There is certainly nothing absurd in that old Greek story which finds the origin of art in the first untaught attempt to trace upon some wall the outline of a lover's shadow. Very possibly all sense of art, as well as all sense of the supernatural, had its simple beginnings in the study of shadows. But shadows on shoji are so remarkable as to suggest explanation of certain Japanese faculties of drawing by no means primitive, but developed beyond all parallel, and otherwise difficult to account for. Of course, the quality of Japanese paper, which takes shadows better than any frosted glass, must be considered, and also the character of the shadows themselves. Western vegetation, for example, could scarcely furnish silhouettes so gracious as those of Japanese garden-trees, all trained by centuries of caressing care to look as lovely as Nature allows.
I wish the paper of my shoji could have been, like a photographic plate, sensitive to that first delicious impression cast by a level sun. I am already regretting distortions: the beautiful silhouette has begun to lengthen.

● **SHORT EXERCISE 1**
In the passage on shoji shadows, reproduce word for word the part starting with "I wish the paper" and going on through "begun to lengthen.".
● **SHORT EXERCISE 2**
According to the passage on shoji shadows, why could Western vegetation scarcely furnish silhouettes as gracious as those of Japanese garden-trees? Explain in one to three sentences.
● **SHORT EXERCISE 3**
In the passage on shoji shadows, what does Japanese paper take shadows better than?
The items after this point come from a different source than the passage on shoji shadows.

● **LISTED ENTRIES**

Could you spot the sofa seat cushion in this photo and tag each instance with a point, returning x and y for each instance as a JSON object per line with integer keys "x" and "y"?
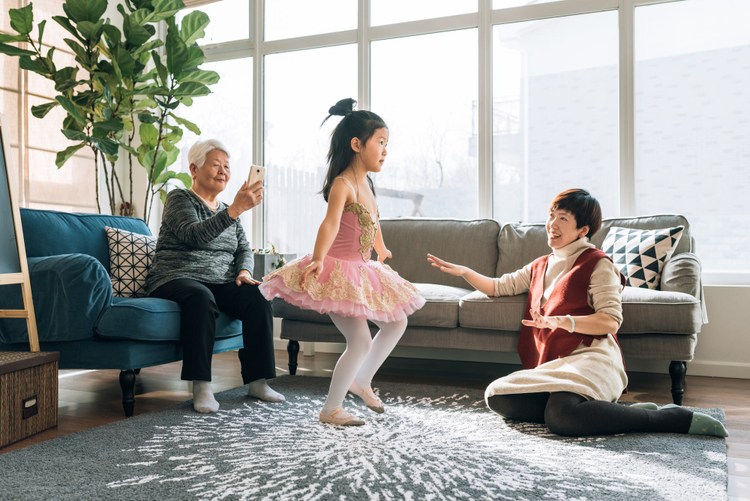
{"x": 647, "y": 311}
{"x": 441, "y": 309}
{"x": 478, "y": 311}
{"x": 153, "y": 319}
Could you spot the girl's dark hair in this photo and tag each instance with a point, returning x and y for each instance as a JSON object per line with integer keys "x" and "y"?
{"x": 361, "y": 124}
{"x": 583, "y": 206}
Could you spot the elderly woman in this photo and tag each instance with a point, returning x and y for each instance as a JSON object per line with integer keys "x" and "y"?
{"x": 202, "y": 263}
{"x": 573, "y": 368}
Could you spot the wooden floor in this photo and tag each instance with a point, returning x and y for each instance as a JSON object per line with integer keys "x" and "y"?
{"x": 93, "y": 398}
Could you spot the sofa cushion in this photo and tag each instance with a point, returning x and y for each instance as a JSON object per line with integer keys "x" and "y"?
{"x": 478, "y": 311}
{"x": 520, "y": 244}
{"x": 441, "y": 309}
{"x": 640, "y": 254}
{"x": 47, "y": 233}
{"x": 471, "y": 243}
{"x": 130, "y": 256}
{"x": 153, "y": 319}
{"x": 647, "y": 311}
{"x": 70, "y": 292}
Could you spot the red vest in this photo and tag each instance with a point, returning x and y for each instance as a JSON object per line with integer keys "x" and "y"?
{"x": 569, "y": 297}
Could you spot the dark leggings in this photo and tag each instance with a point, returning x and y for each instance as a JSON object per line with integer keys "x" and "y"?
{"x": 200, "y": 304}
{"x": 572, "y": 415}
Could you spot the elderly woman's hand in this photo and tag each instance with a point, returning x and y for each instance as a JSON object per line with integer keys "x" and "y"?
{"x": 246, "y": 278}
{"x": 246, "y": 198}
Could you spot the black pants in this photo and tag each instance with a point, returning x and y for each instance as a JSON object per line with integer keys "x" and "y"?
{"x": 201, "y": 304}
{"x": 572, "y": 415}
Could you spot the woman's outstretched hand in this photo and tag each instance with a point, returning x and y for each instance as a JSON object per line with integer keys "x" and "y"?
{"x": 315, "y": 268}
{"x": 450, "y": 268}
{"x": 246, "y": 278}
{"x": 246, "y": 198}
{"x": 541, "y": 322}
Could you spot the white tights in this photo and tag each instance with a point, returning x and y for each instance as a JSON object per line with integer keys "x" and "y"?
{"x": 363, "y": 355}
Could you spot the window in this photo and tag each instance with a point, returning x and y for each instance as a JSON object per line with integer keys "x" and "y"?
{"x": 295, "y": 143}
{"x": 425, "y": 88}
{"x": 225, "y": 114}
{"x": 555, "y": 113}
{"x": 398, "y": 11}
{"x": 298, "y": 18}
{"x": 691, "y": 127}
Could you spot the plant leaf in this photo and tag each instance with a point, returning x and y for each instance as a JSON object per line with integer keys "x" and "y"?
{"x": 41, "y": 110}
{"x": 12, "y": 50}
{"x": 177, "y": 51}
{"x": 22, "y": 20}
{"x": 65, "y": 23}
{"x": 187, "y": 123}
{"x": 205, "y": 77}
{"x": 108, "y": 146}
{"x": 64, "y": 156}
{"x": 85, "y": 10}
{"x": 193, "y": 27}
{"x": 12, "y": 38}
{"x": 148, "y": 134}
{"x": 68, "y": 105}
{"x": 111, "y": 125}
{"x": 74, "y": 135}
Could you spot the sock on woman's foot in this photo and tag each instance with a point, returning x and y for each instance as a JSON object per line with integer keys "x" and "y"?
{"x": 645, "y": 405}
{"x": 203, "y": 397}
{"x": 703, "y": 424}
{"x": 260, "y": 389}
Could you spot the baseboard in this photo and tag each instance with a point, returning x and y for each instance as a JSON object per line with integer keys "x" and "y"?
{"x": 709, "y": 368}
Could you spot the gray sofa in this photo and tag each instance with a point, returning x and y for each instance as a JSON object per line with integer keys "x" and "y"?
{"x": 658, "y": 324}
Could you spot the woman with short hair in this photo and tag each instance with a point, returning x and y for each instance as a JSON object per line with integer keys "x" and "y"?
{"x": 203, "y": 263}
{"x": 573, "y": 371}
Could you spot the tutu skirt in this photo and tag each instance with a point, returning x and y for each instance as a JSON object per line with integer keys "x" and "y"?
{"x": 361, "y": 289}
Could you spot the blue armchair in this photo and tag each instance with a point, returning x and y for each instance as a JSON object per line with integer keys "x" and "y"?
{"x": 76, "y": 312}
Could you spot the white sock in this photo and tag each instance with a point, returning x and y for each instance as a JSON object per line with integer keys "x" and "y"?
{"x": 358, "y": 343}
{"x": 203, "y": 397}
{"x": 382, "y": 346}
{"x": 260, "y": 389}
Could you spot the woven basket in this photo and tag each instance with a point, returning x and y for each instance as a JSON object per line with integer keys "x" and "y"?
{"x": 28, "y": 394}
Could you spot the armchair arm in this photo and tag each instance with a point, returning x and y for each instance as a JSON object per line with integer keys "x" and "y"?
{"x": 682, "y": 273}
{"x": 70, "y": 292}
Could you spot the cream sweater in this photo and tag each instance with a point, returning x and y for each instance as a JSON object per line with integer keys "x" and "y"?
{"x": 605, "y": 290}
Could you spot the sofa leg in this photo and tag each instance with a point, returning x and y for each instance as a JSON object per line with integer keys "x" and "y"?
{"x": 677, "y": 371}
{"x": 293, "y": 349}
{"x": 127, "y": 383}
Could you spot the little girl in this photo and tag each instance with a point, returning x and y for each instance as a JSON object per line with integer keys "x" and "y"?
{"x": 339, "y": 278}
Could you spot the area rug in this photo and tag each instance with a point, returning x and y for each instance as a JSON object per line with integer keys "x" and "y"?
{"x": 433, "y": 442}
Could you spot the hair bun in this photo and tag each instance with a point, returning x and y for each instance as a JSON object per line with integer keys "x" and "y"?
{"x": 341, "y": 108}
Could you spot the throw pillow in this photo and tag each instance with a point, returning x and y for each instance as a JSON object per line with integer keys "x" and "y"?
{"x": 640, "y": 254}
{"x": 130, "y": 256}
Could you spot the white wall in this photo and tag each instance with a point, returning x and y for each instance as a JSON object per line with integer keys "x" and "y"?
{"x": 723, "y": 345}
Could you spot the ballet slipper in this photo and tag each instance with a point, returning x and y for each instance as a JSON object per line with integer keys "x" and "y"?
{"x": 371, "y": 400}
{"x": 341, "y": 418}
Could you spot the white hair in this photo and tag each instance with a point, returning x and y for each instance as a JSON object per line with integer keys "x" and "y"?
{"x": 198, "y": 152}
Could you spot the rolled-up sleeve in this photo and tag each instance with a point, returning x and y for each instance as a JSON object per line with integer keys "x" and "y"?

● **WRITTEN RESPONSE 1**
I wish the paper of my shoji could have been, like a photographic plate, sensitive to that first delicious impression cast by a level sun. I am already regretting distortions: the beautiful silhouette has begun to lengthen.

● **WRITTEN RESPONSE 2**
Japanese garden-trees have been trained by centuries of caressing care to look as lovely as Nature allows. That long shaping gives their shadows a grace that Western vegetation could hardly match.

● **WRITTEN RESPONSE 3**
Frosted glass.